> **Given information**

• • •

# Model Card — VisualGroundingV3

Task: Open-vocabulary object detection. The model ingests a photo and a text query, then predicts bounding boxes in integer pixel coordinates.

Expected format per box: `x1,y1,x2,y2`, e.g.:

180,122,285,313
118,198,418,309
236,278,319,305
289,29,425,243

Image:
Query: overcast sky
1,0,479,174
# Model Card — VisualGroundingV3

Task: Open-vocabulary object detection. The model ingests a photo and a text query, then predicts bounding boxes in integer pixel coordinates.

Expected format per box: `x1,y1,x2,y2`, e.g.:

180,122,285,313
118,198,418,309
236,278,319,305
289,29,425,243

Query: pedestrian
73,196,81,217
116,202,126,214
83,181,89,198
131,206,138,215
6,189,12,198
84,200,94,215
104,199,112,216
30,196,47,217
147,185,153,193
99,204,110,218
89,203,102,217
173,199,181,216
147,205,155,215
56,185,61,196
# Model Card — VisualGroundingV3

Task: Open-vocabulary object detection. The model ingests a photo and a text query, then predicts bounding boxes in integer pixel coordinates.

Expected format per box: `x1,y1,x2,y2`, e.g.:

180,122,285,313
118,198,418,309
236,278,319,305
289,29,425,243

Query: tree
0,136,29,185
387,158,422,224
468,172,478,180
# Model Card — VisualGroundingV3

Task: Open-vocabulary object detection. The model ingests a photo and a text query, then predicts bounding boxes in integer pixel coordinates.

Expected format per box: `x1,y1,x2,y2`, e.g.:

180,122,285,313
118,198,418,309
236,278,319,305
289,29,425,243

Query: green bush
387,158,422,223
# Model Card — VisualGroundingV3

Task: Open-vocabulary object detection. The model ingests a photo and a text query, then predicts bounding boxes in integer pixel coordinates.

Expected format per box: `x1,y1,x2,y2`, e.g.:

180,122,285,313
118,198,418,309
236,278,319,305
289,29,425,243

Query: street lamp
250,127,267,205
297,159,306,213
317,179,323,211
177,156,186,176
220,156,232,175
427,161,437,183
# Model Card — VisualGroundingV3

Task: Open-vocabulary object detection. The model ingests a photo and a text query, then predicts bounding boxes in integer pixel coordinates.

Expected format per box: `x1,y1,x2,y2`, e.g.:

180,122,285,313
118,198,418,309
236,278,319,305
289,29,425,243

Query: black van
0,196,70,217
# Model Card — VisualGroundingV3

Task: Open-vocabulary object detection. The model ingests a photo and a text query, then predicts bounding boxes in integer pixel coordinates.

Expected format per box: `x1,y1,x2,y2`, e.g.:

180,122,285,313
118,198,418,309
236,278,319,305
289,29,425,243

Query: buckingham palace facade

• • •

> **What you should do**
A verbatim copy of all the entries above is requested.

> **Expected output**
# Model Card — VisualGroundingV3

Task: Open-vocabulary object detection. The model ingests a photo and a text query, then predicts bounding boxes in integer pixel coordinates.

Expected format per box: `x1,y1,x2,y2`, e.g.:

180,122,285,313
118,198,418,309
236,278,319,305
289,29,425,243

Image:
Query: overcast sky
1,0,479,174
# Model Card — VisualGroundingV3

Task: Open-vocabulary object detection. The model ingests a photo and a text query, then predicts bounding boxes in integer pixel coordinates.

Expected format per box: `x1,y1,x2,y2`, e.g.:

180,122,285,313
118,198,418,309
236,278,319,305
289,29,425,243

Query: pedestrian
73,196,81,217
116,202,126,214
83,181,89,198
131,206,138,215
6,189,12,198
84,200,94,215
104,199,112,216
30,196,47,217
147,185,153,193
99,204,110,218
89,203,102,217
173,199,181,216
147,205,155,215
56,185,61,196
# Model Card — VisualGroundingV3

Task: Open-vocabulary object detection. The model ingests a photo and a text query, then predicts bounding boxes in integer pixel coordinates.

Expected format per box: `x1,y1,x2,y2`, e.g.:

180,122,285,313
118,198,418,309
236,278,319,305
289,29,425,243

Query: tree
0,136,29,185
387,158,422,224
468,172,478,180
# Model Card — VisualGroundingV3

Task: Open-vocabulary object detection. The model ingests a photo and a text query, then predicts bounding boxes in integer pixel coordinates.

Expected format per box: `x1,y1,x2,y2`, e.g.:

180,122,285,313
118,198,418,309
236,278,319,305
289,29,425,243

Query: green bush
387,158,422,223
# Model Card — VisualGroundingV3

Task: Open-vocabulary object detection. The model ingests a photo and a text query, then predicts bounding boxes in integer pixel coordinates.

Expected format per box: `x1,y1,x2,y2`, e.g.:

180,122,285,313
118,198,418,309
236,278,319,305
289,29,425,243

Query: street lamp
250,127,267,205
297,159,306,213
317,179,323,211
177,156,186,176
220,156,232,175
427,161,437,183
# Model Card — VisualGroundingV3

Task: Open-vocabulary object detection. The model ingests a photo and a text query, then predicts bounding boxes in integer pixel coordinates.

Expected format per box: `x1,y1,x2,y2`, e.g.:

180,122,285,313
118,198,418,309
236,278,319,305
289,29,425,243

Query: black van
0,196,70,217
# Model Card — VisualGroundingV3

Task: Open-vocabulary object detection. The model ingests a photo and a text query, then predicts bounding boxes in integer pixel coordinates.

Expected format per box: `x1,y1,x2,y2`, e.g.:

180,122,285,313
118,198,418,309
236,278,319,305
289,29,425,243

Query: buckingham palace facade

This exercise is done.